* Direction:
Nothing but the lines from the one with "wooden table, written as integer pixel values." to the final line should be returned, each exactly as it appears.

* Provided information:
———

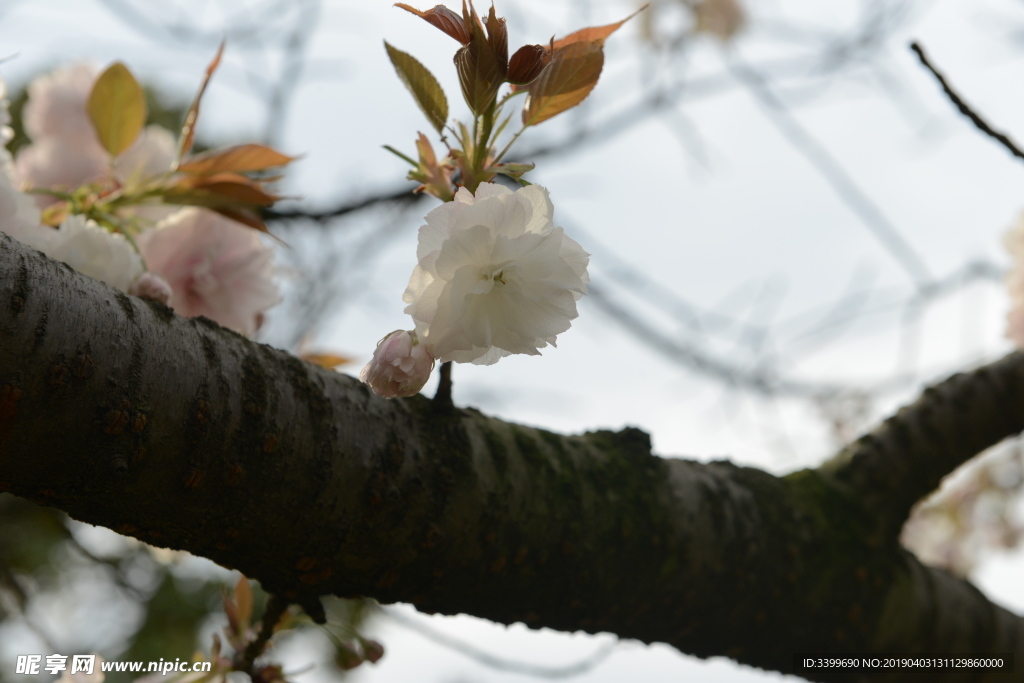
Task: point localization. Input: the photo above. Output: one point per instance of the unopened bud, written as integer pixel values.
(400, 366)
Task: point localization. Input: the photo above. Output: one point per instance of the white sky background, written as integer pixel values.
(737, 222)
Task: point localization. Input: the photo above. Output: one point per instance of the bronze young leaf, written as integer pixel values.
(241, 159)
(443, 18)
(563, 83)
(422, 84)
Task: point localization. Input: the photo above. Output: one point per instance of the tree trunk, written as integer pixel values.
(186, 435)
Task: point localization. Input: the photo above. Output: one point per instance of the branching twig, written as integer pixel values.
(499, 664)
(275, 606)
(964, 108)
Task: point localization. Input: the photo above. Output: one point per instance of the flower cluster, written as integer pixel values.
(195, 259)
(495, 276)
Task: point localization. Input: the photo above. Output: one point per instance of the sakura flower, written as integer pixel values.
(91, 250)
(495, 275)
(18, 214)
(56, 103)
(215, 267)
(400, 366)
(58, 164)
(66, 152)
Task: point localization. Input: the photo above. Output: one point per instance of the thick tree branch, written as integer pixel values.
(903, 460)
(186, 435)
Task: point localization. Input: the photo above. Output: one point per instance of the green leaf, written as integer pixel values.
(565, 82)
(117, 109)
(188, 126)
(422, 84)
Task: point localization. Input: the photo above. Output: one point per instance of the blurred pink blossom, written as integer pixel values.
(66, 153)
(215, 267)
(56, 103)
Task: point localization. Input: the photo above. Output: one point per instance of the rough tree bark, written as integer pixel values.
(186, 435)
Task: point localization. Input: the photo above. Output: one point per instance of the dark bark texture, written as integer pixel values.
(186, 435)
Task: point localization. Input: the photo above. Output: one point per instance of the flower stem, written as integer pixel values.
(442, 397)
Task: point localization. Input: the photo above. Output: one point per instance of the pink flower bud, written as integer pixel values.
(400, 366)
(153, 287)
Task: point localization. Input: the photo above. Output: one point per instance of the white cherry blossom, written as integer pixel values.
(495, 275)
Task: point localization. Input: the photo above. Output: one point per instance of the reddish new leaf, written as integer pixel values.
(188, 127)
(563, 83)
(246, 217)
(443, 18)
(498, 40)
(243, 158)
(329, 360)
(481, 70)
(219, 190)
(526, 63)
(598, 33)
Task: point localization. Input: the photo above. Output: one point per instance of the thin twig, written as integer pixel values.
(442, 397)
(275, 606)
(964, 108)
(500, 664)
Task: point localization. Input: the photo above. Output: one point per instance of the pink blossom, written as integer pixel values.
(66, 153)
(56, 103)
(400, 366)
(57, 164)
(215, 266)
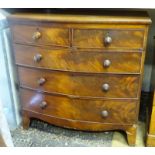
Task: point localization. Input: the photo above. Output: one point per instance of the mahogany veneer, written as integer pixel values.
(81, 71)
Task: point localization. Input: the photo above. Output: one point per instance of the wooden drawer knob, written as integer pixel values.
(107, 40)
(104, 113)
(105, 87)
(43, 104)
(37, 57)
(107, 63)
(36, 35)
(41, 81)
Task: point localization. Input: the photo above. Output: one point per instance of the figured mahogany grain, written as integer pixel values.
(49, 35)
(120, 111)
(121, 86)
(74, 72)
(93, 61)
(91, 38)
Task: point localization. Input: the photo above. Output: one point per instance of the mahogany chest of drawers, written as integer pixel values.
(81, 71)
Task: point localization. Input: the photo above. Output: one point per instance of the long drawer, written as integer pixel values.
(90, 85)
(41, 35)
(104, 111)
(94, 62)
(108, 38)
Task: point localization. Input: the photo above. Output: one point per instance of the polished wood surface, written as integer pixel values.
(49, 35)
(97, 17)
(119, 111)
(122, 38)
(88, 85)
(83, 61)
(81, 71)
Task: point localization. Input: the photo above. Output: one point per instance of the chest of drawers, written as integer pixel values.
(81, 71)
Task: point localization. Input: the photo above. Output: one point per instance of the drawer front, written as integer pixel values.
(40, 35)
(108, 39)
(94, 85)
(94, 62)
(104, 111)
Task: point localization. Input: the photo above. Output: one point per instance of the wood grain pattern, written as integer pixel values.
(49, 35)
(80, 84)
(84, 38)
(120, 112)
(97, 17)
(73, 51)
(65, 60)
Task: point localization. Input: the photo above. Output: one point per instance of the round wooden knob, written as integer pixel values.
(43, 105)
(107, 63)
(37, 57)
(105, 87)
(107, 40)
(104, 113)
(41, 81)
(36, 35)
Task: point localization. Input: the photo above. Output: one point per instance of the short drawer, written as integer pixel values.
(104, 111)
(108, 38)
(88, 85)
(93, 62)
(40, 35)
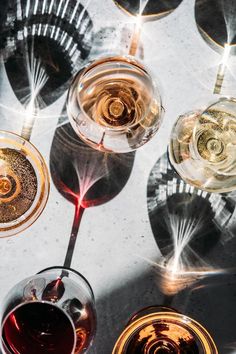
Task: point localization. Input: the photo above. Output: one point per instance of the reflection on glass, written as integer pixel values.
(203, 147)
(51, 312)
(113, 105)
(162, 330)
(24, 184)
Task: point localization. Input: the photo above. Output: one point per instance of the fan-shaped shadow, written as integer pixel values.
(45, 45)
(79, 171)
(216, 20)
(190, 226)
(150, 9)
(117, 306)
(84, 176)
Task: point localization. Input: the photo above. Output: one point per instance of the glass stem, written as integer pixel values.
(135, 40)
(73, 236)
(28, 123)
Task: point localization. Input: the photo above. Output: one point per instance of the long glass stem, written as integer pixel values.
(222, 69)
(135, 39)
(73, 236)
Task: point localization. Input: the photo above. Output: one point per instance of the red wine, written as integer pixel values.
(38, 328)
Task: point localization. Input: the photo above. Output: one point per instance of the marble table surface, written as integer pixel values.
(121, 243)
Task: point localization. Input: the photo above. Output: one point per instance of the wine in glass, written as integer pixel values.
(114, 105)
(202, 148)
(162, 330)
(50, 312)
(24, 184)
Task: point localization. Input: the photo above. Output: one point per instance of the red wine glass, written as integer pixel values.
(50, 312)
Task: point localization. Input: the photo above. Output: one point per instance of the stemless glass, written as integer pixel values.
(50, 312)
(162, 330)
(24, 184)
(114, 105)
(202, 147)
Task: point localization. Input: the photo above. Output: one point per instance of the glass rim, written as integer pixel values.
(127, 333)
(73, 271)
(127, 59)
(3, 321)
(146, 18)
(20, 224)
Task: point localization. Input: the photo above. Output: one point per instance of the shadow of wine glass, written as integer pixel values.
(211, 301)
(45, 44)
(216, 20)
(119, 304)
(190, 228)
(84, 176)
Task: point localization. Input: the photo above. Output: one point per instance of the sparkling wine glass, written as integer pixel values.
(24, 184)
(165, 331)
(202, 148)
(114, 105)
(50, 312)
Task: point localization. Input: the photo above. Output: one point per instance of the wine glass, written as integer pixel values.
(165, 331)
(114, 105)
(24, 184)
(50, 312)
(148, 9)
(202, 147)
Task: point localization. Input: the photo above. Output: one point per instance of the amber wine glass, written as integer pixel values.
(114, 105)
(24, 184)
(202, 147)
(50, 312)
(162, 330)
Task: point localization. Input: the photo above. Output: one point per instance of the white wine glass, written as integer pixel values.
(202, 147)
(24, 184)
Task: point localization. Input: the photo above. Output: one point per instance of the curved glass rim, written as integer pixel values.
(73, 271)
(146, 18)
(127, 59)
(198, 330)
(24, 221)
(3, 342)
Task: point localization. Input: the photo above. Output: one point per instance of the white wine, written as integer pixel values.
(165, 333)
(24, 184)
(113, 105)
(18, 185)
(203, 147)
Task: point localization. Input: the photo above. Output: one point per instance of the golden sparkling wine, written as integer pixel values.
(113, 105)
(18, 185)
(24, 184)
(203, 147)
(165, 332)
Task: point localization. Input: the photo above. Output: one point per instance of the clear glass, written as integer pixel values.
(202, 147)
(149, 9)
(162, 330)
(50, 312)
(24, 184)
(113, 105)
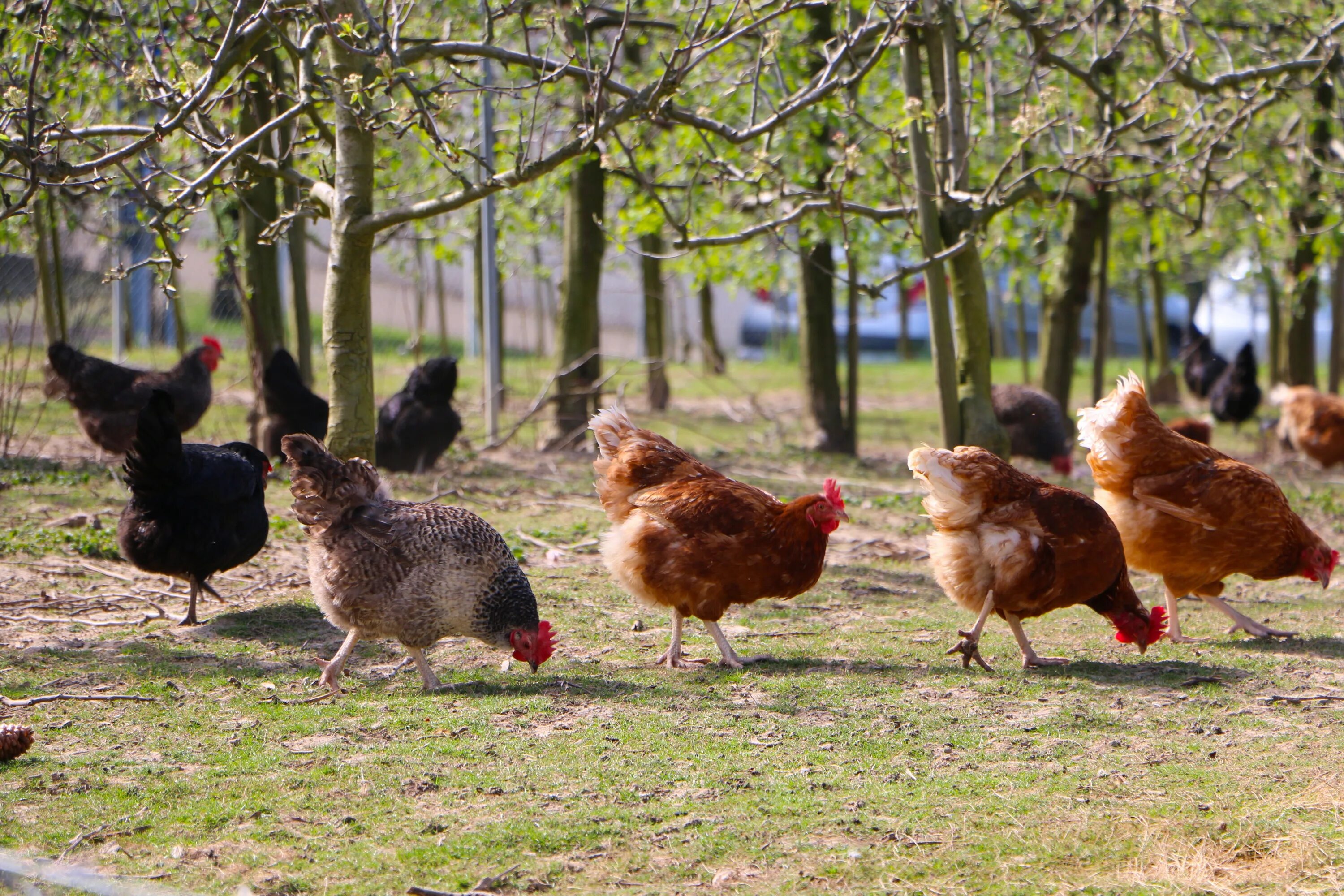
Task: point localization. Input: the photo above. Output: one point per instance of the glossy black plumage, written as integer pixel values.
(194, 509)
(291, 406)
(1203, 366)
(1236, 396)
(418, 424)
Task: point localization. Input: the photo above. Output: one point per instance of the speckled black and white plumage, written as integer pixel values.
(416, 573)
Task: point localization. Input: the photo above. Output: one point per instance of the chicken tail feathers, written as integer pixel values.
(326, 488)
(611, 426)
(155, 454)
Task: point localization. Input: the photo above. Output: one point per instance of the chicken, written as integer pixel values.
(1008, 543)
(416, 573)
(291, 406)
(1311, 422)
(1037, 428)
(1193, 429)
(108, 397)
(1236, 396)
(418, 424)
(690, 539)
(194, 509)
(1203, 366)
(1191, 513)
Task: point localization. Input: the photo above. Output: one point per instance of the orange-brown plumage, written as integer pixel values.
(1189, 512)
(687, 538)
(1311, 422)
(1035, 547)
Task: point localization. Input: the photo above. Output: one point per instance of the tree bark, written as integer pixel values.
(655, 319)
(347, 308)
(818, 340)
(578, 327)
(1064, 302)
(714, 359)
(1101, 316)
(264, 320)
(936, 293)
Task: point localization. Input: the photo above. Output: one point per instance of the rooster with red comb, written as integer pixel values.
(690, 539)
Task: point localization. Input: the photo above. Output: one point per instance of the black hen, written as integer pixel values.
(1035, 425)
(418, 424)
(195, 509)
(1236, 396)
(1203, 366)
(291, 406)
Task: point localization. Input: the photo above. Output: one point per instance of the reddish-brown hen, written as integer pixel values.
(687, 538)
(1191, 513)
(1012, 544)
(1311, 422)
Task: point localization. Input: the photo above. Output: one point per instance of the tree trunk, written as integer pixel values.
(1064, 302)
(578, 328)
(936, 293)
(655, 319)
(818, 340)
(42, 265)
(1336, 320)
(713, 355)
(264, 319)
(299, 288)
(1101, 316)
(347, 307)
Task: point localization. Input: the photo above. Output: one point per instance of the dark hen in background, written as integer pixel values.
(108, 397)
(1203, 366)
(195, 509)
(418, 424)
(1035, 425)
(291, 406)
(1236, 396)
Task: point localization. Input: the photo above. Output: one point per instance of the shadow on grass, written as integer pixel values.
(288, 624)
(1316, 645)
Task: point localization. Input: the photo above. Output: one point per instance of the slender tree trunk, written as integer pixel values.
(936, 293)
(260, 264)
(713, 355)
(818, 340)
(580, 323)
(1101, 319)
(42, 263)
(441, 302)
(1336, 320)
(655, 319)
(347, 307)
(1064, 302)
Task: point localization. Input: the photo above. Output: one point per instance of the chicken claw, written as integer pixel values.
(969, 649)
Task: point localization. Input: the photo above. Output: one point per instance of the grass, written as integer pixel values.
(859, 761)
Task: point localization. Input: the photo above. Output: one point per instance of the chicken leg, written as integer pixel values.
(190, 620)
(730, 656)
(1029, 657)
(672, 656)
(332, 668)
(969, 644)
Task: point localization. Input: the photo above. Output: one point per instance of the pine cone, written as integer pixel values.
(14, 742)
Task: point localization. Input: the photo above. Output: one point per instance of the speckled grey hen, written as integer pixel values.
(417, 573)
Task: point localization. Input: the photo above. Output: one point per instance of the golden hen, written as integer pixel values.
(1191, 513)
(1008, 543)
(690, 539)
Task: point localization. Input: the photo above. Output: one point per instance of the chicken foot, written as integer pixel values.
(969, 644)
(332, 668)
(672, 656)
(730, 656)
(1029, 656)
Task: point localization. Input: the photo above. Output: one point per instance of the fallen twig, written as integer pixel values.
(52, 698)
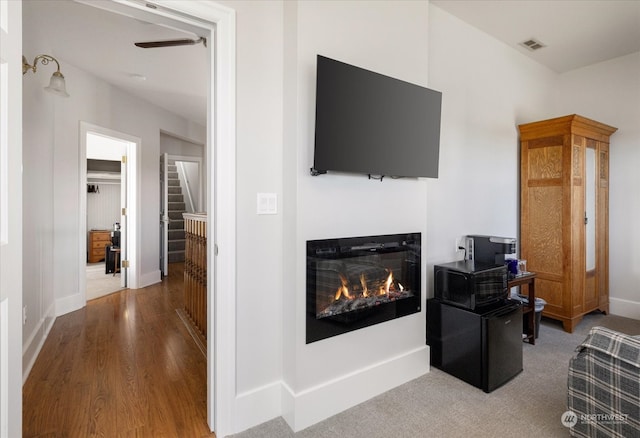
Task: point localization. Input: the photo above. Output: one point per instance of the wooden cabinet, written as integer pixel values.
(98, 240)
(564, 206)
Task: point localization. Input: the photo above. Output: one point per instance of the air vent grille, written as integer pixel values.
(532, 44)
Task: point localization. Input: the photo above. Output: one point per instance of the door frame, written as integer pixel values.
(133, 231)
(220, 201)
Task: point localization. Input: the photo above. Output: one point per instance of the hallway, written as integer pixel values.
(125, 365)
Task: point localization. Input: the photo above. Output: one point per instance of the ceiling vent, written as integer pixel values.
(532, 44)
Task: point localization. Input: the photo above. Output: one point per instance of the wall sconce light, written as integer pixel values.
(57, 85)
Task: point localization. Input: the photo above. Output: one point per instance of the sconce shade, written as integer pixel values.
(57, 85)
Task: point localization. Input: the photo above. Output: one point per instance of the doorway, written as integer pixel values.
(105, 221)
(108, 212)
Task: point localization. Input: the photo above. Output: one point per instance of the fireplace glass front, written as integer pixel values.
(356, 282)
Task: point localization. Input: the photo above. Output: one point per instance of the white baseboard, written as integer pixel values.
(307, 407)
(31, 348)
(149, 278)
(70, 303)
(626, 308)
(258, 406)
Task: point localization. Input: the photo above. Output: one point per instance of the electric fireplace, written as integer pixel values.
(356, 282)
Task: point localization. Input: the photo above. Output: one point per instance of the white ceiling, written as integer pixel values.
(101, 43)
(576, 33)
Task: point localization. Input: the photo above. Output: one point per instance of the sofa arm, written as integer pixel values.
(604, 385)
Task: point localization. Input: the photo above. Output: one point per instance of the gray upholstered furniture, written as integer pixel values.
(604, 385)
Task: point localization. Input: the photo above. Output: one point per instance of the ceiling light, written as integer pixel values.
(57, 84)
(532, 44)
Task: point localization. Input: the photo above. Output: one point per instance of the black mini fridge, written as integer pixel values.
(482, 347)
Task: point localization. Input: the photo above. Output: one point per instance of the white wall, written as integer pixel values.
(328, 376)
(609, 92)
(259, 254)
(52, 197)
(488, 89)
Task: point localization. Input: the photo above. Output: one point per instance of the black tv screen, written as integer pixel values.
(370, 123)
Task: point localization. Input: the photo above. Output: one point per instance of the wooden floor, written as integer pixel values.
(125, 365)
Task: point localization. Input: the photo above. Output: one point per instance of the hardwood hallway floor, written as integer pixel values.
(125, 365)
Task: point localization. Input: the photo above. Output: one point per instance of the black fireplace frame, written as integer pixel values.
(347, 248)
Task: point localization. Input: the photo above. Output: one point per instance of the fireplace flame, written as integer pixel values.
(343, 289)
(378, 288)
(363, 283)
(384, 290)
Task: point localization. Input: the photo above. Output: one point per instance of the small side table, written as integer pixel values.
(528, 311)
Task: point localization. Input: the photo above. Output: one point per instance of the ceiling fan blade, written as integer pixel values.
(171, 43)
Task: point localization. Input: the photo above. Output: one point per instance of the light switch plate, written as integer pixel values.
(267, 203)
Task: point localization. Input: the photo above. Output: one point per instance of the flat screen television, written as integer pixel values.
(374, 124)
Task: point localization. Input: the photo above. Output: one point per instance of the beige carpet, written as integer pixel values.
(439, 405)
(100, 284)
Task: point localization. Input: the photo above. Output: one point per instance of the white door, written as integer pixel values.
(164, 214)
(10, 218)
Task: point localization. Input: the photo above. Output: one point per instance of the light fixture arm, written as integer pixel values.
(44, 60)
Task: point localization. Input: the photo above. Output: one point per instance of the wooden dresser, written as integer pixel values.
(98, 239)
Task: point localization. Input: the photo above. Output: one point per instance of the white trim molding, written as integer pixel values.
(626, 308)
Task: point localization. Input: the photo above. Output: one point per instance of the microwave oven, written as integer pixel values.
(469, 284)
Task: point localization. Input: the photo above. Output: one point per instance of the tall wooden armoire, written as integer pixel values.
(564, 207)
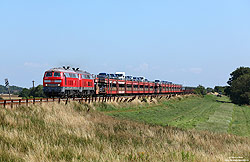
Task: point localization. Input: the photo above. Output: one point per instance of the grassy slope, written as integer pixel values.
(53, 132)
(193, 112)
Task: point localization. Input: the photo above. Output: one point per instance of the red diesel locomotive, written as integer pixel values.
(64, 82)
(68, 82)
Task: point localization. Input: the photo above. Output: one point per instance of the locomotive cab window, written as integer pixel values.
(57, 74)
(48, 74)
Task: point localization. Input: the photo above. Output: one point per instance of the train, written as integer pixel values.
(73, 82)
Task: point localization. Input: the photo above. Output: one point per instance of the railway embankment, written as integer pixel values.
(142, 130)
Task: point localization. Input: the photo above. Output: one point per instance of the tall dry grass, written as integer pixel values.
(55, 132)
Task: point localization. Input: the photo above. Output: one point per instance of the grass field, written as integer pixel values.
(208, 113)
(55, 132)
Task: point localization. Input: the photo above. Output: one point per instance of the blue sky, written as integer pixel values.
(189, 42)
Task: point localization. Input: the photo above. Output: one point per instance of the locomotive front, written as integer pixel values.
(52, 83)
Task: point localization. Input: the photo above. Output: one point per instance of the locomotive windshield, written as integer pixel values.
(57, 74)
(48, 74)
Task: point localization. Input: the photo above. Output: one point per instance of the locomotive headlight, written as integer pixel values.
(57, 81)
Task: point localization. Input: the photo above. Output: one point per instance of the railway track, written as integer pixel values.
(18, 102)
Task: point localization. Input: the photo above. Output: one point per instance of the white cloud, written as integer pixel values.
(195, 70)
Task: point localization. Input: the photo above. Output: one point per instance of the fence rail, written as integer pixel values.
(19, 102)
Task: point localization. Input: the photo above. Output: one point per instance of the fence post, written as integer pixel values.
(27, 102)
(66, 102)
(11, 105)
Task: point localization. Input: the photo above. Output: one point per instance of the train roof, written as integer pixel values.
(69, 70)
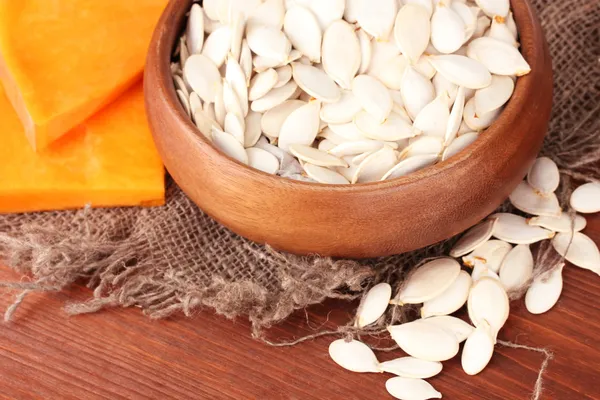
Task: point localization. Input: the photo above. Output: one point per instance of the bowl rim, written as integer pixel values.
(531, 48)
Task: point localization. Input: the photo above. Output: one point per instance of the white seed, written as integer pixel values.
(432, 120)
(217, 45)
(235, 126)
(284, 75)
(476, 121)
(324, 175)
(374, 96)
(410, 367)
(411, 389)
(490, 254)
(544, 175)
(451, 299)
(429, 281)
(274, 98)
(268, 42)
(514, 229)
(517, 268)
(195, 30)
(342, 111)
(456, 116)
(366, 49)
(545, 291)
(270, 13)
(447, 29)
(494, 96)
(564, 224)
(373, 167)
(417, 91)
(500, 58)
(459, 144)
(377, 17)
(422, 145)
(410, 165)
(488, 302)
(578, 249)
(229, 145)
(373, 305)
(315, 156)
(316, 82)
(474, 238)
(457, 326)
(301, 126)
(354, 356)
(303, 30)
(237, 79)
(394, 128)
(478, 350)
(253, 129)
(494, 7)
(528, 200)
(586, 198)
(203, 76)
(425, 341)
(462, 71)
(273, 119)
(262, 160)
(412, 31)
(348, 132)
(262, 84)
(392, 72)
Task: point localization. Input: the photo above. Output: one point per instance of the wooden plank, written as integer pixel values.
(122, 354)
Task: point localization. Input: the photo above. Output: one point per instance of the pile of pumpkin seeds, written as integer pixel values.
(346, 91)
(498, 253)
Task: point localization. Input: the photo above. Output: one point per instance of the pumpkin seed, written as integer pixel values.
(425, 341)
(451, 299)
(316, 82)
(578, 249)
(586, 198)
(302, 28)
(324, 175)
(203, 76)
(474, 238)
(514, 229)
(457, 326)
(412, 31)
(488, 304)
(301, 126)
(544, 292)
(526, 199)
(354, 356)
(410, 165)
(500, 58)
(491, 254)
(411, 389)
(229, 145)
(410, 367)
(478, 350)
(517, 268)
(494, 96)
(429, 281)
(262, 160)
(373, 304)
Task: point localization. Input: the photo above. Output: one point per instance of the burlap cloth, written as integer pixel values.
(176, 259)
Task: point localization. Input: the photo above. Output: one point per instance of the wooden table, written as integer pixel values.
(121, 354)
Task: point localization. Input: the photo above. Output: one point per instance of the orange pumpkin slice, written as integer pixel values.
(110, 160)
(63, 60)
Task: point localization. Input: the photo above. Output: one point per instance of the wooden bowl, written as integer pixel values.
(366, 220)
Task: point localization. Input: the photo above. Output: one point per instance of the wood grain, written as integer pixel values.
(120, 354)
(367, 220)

———

* Exercise response:
Task: point localization. Input: the photo above. Output: one point per instance of the wooden table, written as integer pixel values.
(121, 354)
Task: point localization. Input: the photo above. Output: one point per instance of the orange pumpkin slice, written as integer pixel values.
(110, 160)
(63, 60)
Task: point localization. Input: the photo above. Output: one point per instance of the wooden bowl, written as integer pixel values.
(366, 220)
Task: point localization. Input: the photo above. Output: one point per instance of the wood grain, written as integer pixel values.
(120, 354)
(367, 220)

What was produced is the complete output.